- [EXERCISE DESCRIPTION]: Quote the lines below verbatim.
****
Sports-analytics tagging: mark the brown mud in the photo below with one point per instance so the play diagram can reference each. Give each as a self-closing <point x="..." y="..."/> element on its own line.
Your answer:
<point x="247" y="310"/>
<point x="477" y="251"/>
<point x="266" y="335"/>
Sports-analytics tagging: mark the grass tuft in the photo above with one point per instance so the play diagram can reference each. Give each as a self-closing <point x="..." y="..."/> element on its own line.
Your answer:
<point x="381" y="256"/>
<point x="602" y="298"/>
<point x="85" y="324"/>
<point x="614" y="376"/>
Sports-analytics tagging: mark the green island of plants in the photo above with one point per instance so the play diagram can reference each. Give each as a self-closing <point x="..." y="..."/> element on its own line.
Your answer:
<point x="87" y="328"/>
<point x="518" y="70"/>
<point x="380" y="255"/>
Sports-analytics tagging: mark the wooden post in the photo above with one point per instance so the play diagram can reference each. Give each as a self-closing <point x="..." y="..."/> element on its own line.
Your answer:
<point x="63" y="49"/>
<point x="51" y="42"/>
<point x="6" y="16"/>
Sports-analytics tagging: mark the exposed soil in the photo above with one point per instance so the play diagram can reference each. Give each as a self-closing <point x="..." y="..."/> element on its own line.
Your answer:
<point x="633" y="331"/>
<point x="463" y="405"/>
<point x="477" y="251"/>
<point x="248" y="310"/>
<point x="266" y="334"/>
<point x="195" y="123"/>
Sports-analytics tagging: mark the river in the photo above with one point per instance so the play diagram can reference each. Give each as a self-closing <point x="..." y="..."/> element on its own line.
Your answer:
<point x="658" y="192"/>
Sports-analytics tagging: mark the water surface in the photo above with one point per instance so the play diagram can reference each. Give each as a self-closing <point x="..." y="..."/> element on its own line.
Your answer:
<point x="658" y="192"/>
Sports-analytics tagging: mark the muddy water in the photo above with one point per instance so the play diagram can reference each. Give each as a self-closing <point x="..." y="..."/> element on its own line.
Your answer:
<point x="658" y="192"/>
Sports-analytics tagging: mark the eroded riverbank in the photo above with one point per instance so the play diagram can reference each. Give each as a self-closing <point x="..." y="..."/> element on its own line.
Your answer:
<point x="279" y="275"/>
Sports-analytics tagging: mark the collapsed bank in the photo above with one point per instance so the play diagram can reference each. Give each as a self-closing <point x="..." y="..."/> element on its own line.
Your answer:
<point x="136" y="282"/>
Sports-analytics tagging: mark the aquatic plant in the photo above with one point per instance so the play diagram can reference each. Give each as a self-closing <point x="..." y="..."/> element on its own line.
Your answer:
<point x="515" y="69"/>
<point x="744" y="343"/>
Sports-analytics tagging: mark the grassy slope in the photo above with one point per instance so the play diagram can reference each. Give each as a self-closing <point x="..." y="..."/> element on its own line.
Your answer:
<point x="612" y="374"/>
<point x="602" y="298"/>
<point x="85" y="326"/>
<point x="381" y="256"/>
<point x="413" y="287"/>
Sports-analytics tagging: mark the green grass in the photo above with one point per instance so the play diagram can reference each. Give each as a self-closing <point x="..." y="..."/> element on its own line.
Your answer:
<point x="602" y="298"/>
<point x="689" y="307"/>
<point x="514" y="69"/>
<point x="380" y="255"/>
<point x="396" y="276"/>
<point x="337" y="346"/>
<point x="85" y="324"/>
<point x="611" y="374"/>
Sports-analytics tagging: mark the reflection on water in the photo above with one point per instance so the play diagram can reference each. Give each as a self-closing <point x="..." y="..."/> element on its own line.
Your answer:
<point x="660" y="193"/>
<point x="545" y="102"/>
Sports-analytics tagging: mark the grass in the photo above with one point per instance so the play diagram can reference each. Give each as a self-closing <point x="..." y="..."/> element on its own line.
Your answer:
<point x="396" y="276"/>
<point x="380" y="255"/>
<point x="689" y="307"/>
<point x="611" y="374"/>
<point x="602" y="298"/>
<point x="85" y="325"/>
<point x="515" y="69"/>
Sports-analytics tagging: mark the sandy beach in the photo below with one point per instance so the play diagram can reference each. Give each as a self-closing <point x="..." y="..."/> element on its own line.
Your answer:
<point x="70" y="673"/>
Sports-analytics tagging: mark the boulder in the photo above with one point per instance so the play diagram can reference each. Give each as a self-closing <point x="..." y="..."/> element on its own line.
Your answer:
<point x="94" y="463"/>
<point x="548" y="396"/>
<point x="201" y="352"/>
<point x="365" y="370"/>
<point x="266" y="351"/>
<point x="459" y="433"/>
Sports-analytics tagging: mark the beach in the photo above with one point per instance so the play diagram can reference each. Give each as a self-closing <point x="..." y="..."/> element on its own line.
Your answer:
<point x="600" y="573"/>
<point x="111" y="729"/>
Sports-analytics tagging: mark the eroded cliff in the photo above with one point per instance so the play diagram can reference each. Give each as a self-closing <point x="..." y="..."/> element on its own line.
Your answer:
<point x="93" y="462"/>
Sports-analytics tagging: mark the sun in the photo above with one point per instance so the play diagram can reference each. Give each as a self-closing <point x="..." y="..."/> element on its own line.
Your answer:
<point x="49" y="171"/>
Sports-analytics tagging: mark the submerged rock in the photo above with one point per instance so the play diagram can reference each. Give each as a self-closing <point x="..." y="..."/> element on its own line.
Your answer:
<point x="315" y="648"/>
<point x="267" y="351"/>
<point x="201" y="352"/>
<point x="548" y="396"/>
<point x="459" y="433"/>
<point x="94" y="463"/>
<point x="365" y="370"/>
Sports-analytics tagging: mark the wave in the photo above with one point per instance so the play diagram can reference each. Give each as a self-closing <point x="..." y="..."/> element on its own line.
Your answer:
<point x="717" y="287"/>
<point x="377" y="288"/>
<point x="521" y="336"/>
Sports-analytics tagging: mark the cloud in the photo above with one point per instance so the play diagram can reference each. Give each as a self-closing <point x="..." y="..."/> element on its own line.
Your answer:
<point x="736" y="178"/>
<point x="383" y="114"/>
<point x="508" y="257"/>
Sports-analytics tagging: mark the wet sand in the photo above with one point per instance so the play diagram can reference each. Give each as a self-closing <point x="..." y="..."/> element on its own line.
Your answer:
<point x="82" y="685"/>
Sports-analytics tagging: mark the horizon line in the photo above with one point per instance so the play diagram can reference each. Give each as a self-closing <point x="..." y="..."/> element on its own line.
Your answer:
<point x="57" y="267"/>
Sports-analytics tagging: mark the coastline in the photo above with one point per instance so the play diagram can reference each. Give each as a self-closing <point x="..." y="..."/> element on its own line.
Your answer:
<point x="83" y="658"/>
****
- [WRITTEN ANSWER]:
Sports-analytics tagging: mark the brown mud in the photo below with one point per instance so the play diagram can reference each. Give each as a self-closing <point x="..." y="..."/> element on its own line.
Your answer:
<point x="247" y="310"/>
<point x="477" y="251"/>
<point x="266" y="335"/>
Sports-analytics tagging: mark the grass tuft in the photo above with one point per instance so the play diagram can reference each. Give each as a self-closing <point x="..." y="..."/> element on its own line.
Your answer:
<point x="381" y="256"/>
<point x="602" y="298"/>
<point x="85" y="324"/>
<point x="614" y="376"/>
Sports-analytics tagging: mark the green island of plants in the photo above with one point per instance so the play diagram can reference each. Give each as a self-closing <point x="..." y="..."/> element on its own line.
Your answer:
<point x="87" y="328"/>
<point x="518" y="70"/>
<point x="380" y="255"/>
Sports-analytics tagging: mark the wooden post in the photo above with one point per instance so the play diagram can reference each. Give each as a self-closing <point x="..." y="..."/> element on its own line.
Your answer:
<point x="63" y="49"/>
<point x="51" y="42"/>
<point x="6" y="16"/>
Sports-analytics tagging: mark the exposed soil in the photo above with one point per instance so the play diagram can reference each. Give each as a self-closing <point x="..." y="..."/> element on its own line.
Your answer:
<point x="633" y="331"/>
<point x="463" y="405"/>
<point x="477" y="251"/>
<point x="248" y="310"/>
<point x="266" y="334"/>
<point x="195" y="123"/>
Sports-analytics tagging: mark the river in the photo above with one point per instance so the play diagram can reference each. Give each as a self-closing <point x="..." y="..."/> element on its own line.
Your answer:
<point x="658" y="192"/>
Sports-analytics tagging: mark the water surface in the photo above with one point per instance so the play diagram can reference each. Give each as a self-closing <point x="..." y="..."/> element on its own line.
Your answer:
<point x="658" y="192"/>
Sports-analytics tagging: mark the muddy water in the photo above with one point per instance so the play diagram can reference each. Give each as a self-closing <point x="..." y="..."/> element on its own line.
Your answer:
<point x="658" y="192"/>
Sports-analytics tagging: mark the eroded riverbank in the photo above with one point per instance so the play diagram can reference each. Give each as a self-closing <point x="..." y="..."/> element on its own line.
Your answer:
<point x="279" y="275"/>
Sports-analytics tagging: mark the collapsed bank in the photo above with one point per instance so the play diagram can reference each. Give each as a self-closing <point x="..." y="..."/> element on its own line.
Your answer:
<point x="136" y="282"/>
Sports-analytics tagging: mark the aquatic plant in the photo above with one point per instance so the play diagram can reference each. Give each as a self-closing <point x="..." y="..."/> element on its own line.
Your answer:
<point x="515" y="69"/>
<point x="744" y="343"/>
Sports-analytics tagging: mark the grassy slope in the photo above with one point per instance so the play diagram can reference each. Give each as a self-closing <point x="..." y="..."/> element on its own line.
Your answer:
<point x="612" y="374"/>
<point x="602" y="298"/>
<point x="85" y="326"/>
<point x="381" y="256"/>
<point x="413" y="287"/>
Sports-analytics tagging: mark the green grass in the photo above with one point per instance so the play diagram can reference each. Give each as a self-closing <point x="..." y="..."/> element on its own line.
Your answer:
<point x="602" y="298"/>
<point x="689" y="307"/>
<point x="514" y="69"/>
<point x="380" y="255"/>
<point x="396" y="276"/>
<point x="337" y="346"/>
<point x="85" y="324"/>
<point x="611" y="374"/>
Sports-analytics tagging: mark the reflection on water in the photo above with one point per instance so the play diagram can reference each. Give each as a self-closing <point x="..." y="..."/> element on its own line.
Your answer:
<point x="660" y="193"/>
<point x="545" y="102"/>
Sports-analytics tagging: mark the grass in the photo above with one point per instance so the play diagram can reference each. Give each as a self-closing <point x="..." y="..."/> element on its own line.
Your answer:
<point x="396" y="276"/>
<point x="380" y="255"/>
<point x="689" y="307"/>
<point x="611" y="374"/>
<point x="602" y="298"/>
<point x="85" y="325"/>
<point x="515" y="69"/>
Sports-analytics tagging: mark the sandy beach in the photo below with one point per instance so the play diagram can reference each. Give each as a self-closing <point x="..." y="..."/> element on its own line.
Your answer:
<point x="70" y="673"/>
Sports-analytics tagging: mark the boulder in the photo above with one point per instance so the play diagram can reference each. Give each as a self-closing <point x="..." y="..."/> element on its own line.
Your answer:
<point x="94" y="463"/>
<point x="548" y="396"/>
<point x="201" y="352"/>
<point x="365" y="370"/>
<point x="266" y="351"/>
<point x="459" y="433"/>
Sports-analytics tagging: mark the beach in the photo above with one point per instance so the play diagram can reference each. Give each as a self-closing <point x="..." y="..."/> element on its own line.
Your answer:
<point x="600" y="573"/>
<point x="111" y="729"/>
Sports-analytics tagging: mark the eroded cliff in the photo above with one point per instance so the play diagram can reference each. Give each as a self-closing <point x="..." y="..."/> element on its own line.
Your answer:
<point x="93" y="462"/>
Sports-analytics tagging: mark the sun in the photo above with one point per instance so the play diagram can reference each. Give each as a self-closing <point x="..." y="..."/> element on its own line.
Your answer:
<point x="49" y="171"/>
Sports-analytics tagging: mark the submerged rock in the photo above with one point per instance so the play diagram can reference each. Give each as a self-closing <point x="..." y="..."/> element on its own line.
Your answer:
<point x="315" y="648"/>
<point x="267" y="351"/>
<point x="201" y="352"/>
<point x="548" y="396"/>
<point x="459" y="433"/>
<point x="94" y="463"/>
<point x="365" y="370"/>
Sports-analytics tagging: mark the wave in the photo above with one point per instance so the play diagram can reference each. Give each as a self-closing <point x="..." y="..."/> element on its own line.
Your answer:
<point x="717" y="287"/>
<point x="377" y="288"/>
<point x="521" y="336"/>
Sports-analytics tagging: mark the cloud in the photo above with one point per instance so the play diagram can reference each. Give each as a self-closing <point x="..." y="..."/> element on its own line.
Your answer:
<point x="736" y="178"/>
<point x="383" y="114"/>
<point x="508" y="257"/>
Sports-analytics tagging: mark the wet sand in the photo above with one point per instance so the play diagram can reference each. Give each as a self-closing <point x="..." y="..."/> element on its own line.
Your answer:
<point x="82" y="685"/>
Sports-analytics tagging: mark the horizon line in the photo above with one point per instance so the play diagram can reference each. Give each as a self-closing <point x="..." y="..."/> element on its own line.
Your answer:
<point x="57" y="267"/>
Sports-analytics tagging: mark the coastline in the photo above with one point per instance so the play diagram can reference each. Give each as a self-closing <point x="..." y="..."/> element on its own line.
Your answer:
<point x="83" y="658"/>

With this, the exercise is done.